------ Data supplied ------

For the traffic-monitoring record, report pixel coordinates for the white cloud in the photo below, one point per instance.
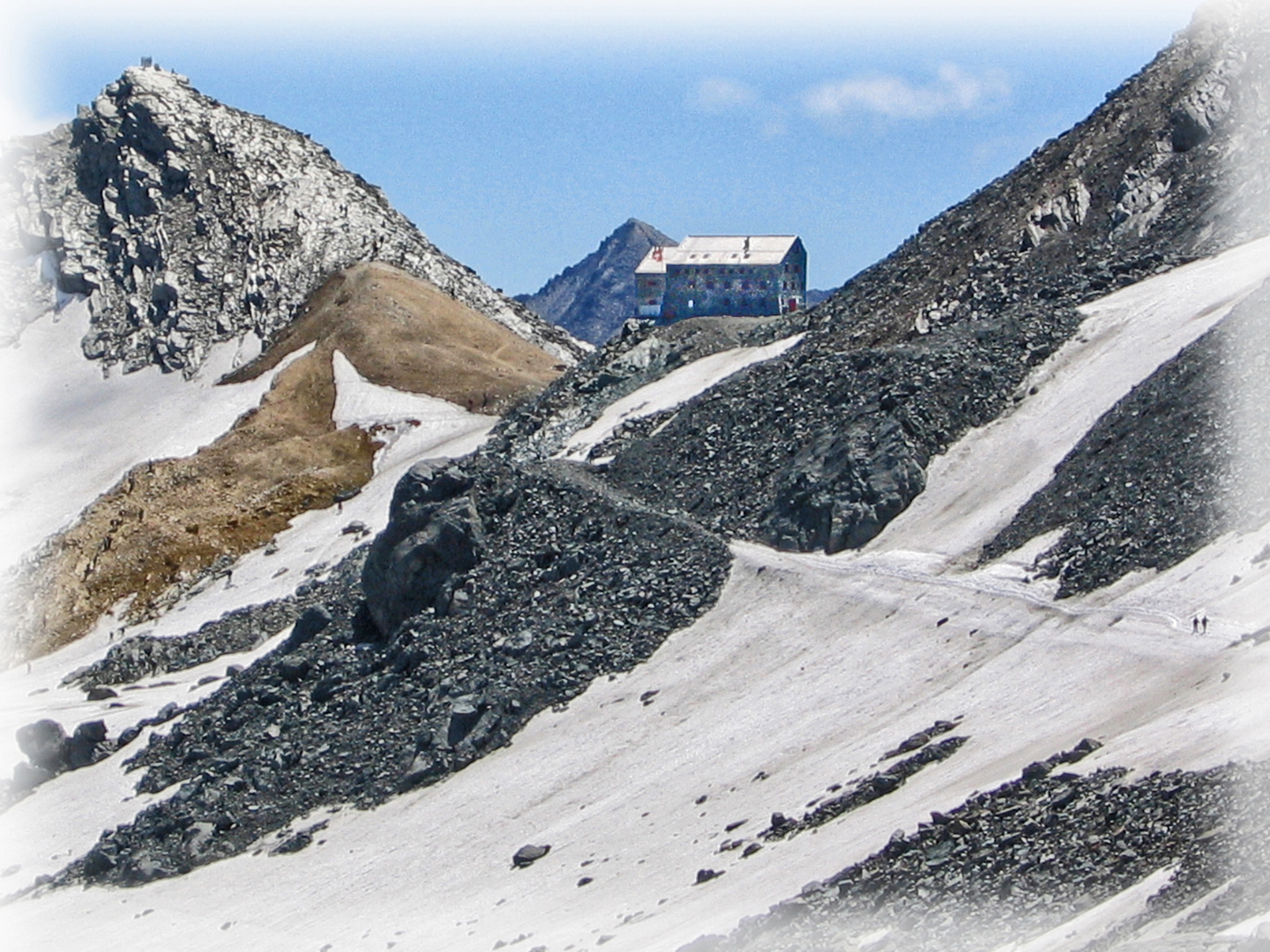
(952, 92)
(719, 94)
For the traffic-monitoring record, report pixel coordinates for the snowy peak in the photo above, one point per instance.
(161, 531)
(187, 222)
(592, 297)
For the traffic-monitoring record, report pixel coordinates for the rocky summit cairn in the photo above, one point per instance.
(185, 222)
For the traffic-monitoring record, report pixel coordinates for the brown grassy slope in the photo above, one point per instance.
(404, 333)
(167, 522)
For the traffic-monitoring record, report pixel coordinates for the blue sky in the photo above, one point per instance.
(519, 136)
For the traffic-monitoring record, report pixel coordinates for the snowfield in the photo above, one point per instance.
(68, 433)
(808, 669)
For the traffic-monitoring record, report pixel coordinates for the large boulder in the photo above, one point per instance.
(433, 533)
(845, 487)
(45, 744)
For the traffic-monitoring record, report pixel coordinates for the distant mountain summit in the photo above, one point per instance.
(592, 297)
(185, 222)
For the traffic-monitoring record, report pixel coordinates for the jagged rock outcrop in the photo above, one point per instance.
(592, 297)
(187, 222)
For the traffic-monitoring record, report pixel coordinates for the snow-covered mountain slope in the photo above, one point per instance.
(594, 297)
(966, 554)
(805, 673)
(138, 537)
(187, 222)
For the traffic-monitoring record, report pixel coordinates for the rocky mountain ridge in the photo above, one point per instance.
(592, 297)
(519, 580)
(185, 222)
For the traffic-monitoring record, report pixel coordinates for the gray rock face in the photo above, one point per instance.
(592, 297)
(432, 536)
(187, 222)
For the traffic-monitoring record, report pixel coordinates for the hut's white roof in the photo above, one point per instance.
(719, 249)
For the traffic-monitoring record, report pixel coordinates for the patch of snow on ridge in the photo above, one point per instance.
(975, 487)
(676, 387)
(358, 403)
(68, 433)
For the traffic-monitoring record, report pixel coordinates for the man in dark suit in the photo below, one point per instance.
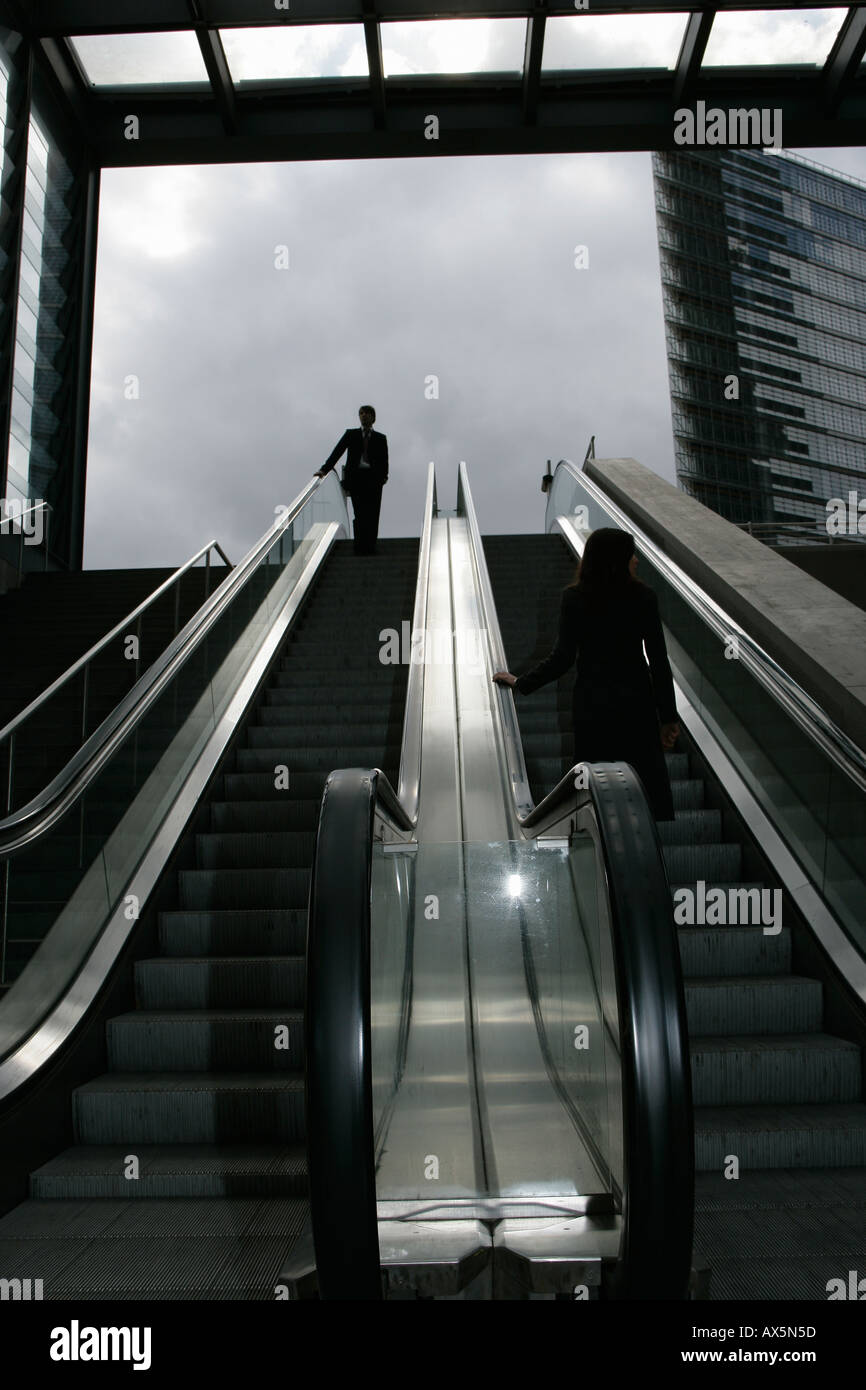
(364, 476)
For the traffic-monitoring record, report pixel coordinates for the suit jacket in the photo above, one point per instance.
(377, 456)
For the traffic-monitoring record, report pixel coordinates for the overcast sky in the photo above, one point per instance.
(398, 270)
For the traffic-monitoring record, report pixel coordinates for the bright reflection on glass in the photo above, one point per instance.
(299, 50)
(441, 46)
(613, 41)
(742, 38)
(141, 59)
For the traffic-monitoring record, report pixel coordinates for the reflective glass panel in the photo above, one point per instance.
(141, 59)
(745, 38)
(452, 46)
(306, 50)
(495, 1032)
(613, 41)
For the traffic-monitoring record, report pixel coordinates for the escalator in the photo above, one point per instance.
(180, 1098)
(503, 1130)
(776, 1007)
(487, 1093)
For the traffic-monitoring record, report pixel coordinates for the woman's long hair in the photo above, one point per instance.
(603, 569)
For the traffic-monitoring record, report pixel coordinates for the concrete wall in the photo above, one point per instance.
(818, 635)
(840, 566)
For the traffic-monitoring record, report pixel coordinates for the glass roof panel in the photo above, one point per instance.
(748, 38)
(613, 41)
(441, 46)
(141, 59)
(299, 50)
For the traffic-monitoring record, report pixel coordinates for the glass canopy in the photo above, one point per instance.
(613, 41)
(302, 50)
(751, 38)
(141, 59)
(441, 46)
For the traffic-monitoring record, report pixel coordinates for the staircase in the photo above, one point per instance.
(188, 1172)
(772, 1086)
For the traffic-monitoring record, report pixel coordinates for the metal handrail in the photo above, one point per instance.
(516, 763)
(781, 685)
(658, 1123)
(338, 1034)
(410, 747)
(120, 627)
(31, 822)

------

▸ Work instructions
Reproduce the listing above exactly, excluding all pictures.

▸ Output of the task
For the traffic-monitoring record, report pixel coordinates for the white cloud in the photo below, one point per instance.
(952, 92)
(719, 94)
For the traffic-monitoring record, report pixel coordinates for the snowy peak in the photo above, one point per instance.
(161, 531)
(187, 222)
(592, 297)
For the traffic-monitoring record, report pixel coordinates for the rocky summit cairn in the photo above, one point per instance.
(185, 222)
For the traffic-monitoring record, report pixel coordinates for the brown grassy slope in the photo above, one point per instance.
(404, 333)
(167, 522)
For the traffic-monitoring record, report pixel coordinates for the blue sky in the photo above, one point per instance.
(519, 136)
For the traffic-monitoring record, report pixel coordinates for the snowfield in the photo above, one point per instance.
(68, 433)
(808, 669)
For the traffic-monitoring record, report pixel coordinates for the large boulder in the photo above, one point per instance.
(433, 533)
(845, 487)
(45, 744)
For the traffic-monitoring record, report pixel coordinates for the distant mountain summit in the photo above, one point per instance.
(592, 297)
(185, 222)
For the traffic-monitoring record, report pixel coordinates for the jagged rock outcrop in the photo above, one point per instance.
(592, 297)
(187, 222)
For the traffic-monitoring record, report pixel coordinates for the snow-covered mountain slope in the photo above, one point per instance.
(594, 297)
(966, 554)
(805, 673)
(138, 537)
(187, 222)
For the traffic-monitoring record, report pixel coordinates for the rocky mountain ridge in the photo above, one point per instance.
(592, 297)
(519, 580)
(185, 222)
For the traffic-monitoring record, report pixel coordinates for the gray rock face in the photo above, one point per instance.
(592, 297)
(432, 536)
(187, 222)
For the traffic-monitoring record, report pixel coordinates for the hut's white roof in the photo above, one point per instance.
(719, 249)
For the traffic-monitoring record, report pixel coordinates for the patch of snow on ridge in the photo above, one point per instance.
(975, 487)
(676, 387)
(358, 403)
(68, 433)
For the traffic-monitoring record, report pixel coordinates for the man in dark suit in the photo below, one point per instance.
(364, 476)
For the traffic-monitoring record, report pixel coordinates for the suit jacket in the photo above, one point per instance.
(377, 456)
For the traffic-monitoring record, report pixel coordinates for the overcast sky in the photo above, one point per instance.
(398, 270)
For the traffic-monitoring record, report pixel coordinates for the bright reflection on glass in the photo above, one point per instance.
(299, 50)
(441, 46)
(613, 41)
(742, 38)
(141, 59)
For the traffic-monitoring record, report pixel coordinates for the reflective glass panel in the photo above, one point per instance.
(141, 59)
(745, 38)
(452, 46)
(306, 50)
(495, 1032)
(613, 41)
For the traffic-monitoring record, report pixel coordinates for the escalator in the photo above, one point per instance.
(180, 1098)
(503, 1130)
(776, 1007)
(487, 1093)
For the traffic-monitoring record, report pixel coordinates for the woman's long hair in the photo above, one point per instance.
(603, 569)
For the traffic-monitoring record, report pixel coordinates for the concrete wall in the photo above, one point per instance.
(818, 635)
(840, 566)
For the traffic-monitoring record, report pixel coordinates for the glass roof panel in the photo above, one point per instance.
(748, 38)
(613, 41)
(441, 46)
(141, 59)
(299, 50)
For the traffic-monitoring record, report pixel coordinates for the glass canopy in the photo above, one point per instance.
(613, 41)
(302, 50)
(751, 38)
(141, 59)
(441, 46)
For the traffic-monitoring record, report pixel coordinates for the staircase in the photo above, one point per instance.
(188, 1172)
(772, 1086)
For the traffic-monitoring record, report pixel coordinates for the metal handrail in the photo above, one point per instance.
(516, 763)
(781, 685)
(658, 1123)
(338, 1034)
(410, 747)
(120, 627)
(31, 822)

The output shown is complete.